STUDY TEXT

···

At issue are plans from Ayk Ayrapetyan and Property Ventures LLC to turn a 2,640-square-foot house at 2525 18th St. into Bakersfield Living CLHF, a 12-bed home for the seriously disabled and people with terminal or life-threatening illnesses.
Ayrapetyan did not respond to requests for an interview Friday.
In a private meeting Thursday, he told area residents that his group's plans to expand the house at 18th and Pine streets by 620 square feet and provide 24-hour care to the seriously ill would not disrupt family life in one of Bakersfield's oldest residential neighborhoods.
Neighbors said Ayrapetyan and his architect, Bruce Keith -- whose site plans for the house plainly state, "this facility is not drug/alcohol re-hab or half way house" -- stayed more than an hour Thursday but failed to convince them the home was a good fit.
Keith said the evening offered a chance to explain the enterprise, but wasn't an overwhelming success.
"We were able to clarify to the neighborhood that we're not a halfway house, that it's a medical use. Patients there won't be out wandering the neighborhood," said Keith, whose client operates two similar facilities in Van Nuys and North Hollywood, admitting, "I think they're still apprehensive."
Dan Brown, who hosted the meeting at his house, said Ayrapetyan was "very nice, very accommodating," but unconvincing.
"He said there'd be no traffic. Twelve people, medical facilities, you've got staff, supplies, deliveries, pickups, you've got a lot of traffic at the end of the street," Brown said, noting that neighbors will meet again Jan. 9.
Bakersfield Principal Planner Paul Hellman attended the meeting and said he's unsure how many neighbors will oppose Ayrapetyan's request for a conditional use permit when the Board of Zoning Adjustment hears it Jan. 14.
"I don't expect it to be a very disruptive type of use, but somebody coming in to buy a house there would definitely notice it," Hellman said. "There's always the potential for appeal, whichever way the decision goes at the board level."

···

RECORD EXTRACTS
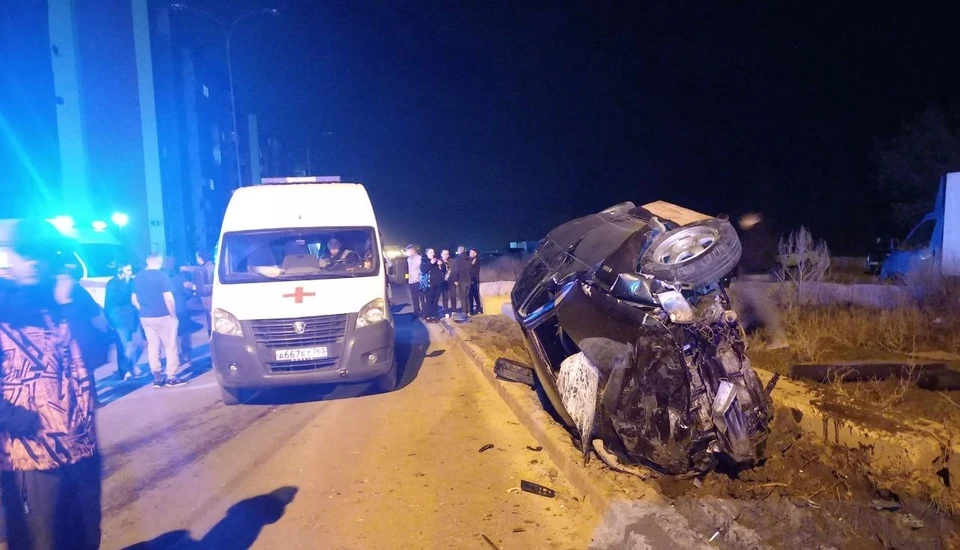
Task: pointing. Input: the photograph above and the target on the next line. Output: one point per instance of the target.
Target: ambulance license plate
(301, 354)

···

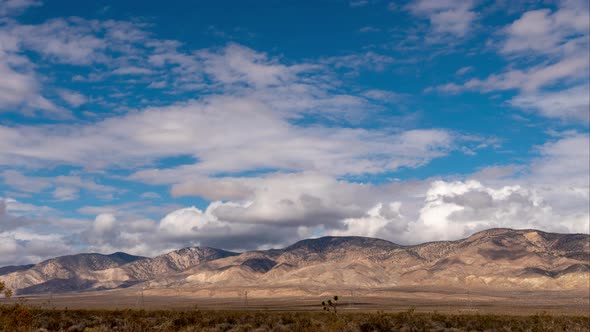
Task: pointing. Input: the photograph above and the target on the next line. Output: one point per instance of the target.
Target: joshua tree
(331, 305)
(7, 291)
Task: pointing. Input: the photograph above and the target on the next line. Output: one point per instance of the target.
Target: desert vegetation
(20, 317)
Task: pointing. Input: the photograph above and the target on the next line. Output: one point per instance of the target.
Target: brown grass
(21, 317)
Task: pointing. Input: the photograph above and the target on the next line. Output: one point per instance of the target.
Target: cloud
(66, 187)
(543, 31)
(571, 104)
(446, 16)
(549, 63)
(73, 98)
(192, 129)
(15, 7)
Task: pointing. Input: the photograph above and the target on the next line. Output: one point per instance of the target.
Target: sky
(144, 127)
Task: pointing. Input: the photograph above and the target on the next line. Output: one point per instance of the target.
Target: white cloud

···

ACTIVITY 1
In the article about the planned care home on 18th Street, on what date will the Board of Zoning Adjustment hear the conditional use permit request?
ACTIVITY 2
Repeat the part of the article about the planned care home that runs from "In a private" up to and including "an overwhelming success.".

PROBLEM SOLUTION 1
Jan. 14

PROBLEM SOLUTION 2
In a private meeting Thursday, he told area residents that his group's plans to expand the house at 18th and Pine streets by 620 square feet and provide 24-hour care to the seriously ill would not disrupt family life in one of Bakersfield's oldest residential neighborhoods.
Neighbors said Ayrapetyan and his architect, Bruce Keith -- whose site plans for the house plainly state, "this facility is not drug/alcohol re-hab or half way house" -- stayed more than an hour Thursday but failed to convince them the home was a good fit.
Keith said the evening offered a chance to explain the enterprise, but wasn't an overwhelming success.